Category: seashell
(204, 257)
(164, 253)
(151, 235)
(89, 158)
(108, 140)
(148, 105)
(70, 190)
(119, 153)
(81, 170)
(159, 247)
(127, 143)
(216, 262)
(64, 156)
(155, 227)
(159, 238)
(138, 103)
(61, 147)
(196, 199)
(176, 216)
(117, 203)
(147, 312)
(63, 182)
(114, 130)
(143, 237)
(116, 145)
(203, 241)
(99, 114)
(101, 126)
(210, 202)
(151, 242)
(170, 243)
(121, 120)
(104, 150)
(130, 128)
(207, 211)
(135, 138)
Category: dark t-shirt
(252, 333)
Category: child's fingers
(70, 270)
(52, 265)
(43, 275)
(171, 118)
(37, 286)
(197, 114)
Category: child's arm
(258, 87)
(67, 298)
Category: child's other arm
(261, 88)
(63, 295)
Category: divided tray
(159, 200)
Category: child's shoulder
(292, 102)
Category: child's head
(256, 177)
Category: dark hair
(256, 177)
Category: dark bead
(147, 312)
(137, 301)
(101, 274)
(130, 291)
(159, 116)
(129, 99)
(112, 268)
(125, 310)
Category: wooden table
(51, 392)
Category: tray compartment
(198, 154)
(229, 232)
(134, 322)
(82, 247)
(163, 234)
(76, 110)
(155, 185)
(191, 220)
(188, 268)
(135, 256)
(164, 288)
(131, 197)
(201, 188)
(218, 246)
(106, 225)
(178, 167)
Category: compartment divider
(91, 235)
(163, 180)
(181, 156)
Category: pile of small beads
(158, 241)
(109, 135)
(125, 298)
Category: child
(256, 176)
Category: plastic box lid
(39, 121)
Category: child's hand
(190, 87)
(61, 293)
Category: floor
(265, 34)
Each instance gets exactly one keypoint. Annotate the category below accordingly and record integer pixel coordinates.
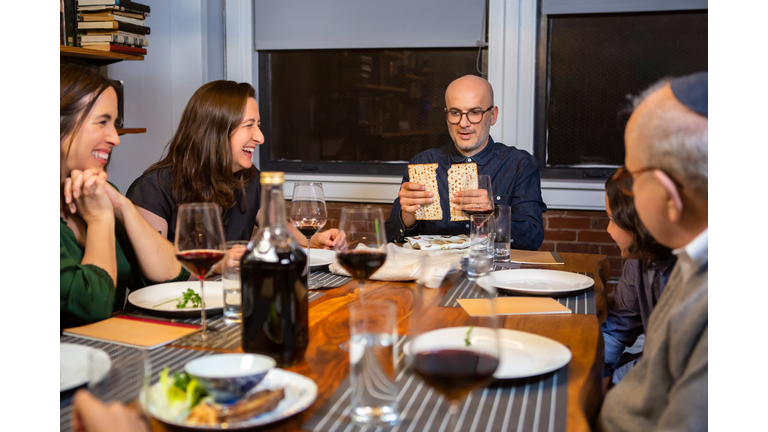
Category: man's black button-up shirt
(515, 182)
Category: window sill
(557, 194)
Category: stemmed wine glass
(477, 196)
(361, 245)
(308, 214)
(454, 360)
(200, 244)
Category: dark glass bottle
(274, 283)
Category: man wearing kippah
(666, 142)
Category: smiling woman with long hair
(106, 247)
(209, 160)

...

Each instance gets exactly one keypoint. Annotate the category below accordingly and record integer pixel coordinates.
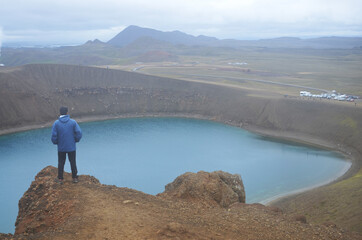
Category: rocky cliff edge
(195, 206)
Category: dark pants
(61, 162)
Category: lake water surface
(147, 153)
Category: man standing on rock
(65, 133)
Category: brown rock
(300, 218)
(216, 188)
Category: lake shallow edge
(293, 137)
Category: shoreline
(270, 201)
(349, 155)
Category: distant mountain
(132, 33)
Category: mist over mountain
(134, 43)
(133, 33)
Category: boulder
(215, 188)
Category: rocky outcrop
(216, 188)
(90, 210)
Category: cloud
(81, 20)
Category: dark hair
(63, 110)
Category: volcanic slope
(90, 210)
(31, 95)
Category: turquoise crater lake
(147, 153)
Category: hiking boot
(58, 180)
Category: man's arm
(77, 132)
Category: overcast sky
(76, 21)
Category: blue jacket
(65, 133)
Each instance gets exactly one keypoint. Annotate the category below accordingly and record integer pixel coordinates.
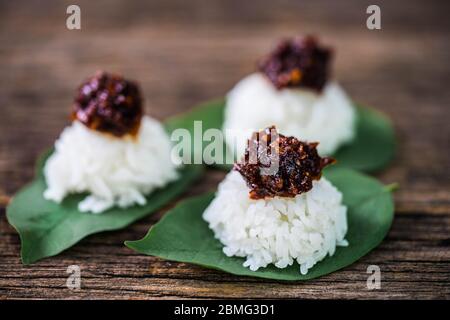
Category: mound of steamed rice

▸ **EXERCISE DESCRIPTION**
Copy the data above word for word, everything from the line containing "Category: overcast sky" down to the line containing "Category: mound of steamed rice", with both of those lines included. Leave the picture out of your copy.

▸ **COMPLETED TASK**
Category: overcast sky
(76, 21)
Category: blue jacket
(65, 133)
Each instance gets exactly one keypoint. Annotate the category below accordingly and record integer pixel coordinates.
Category: mound of steamed rice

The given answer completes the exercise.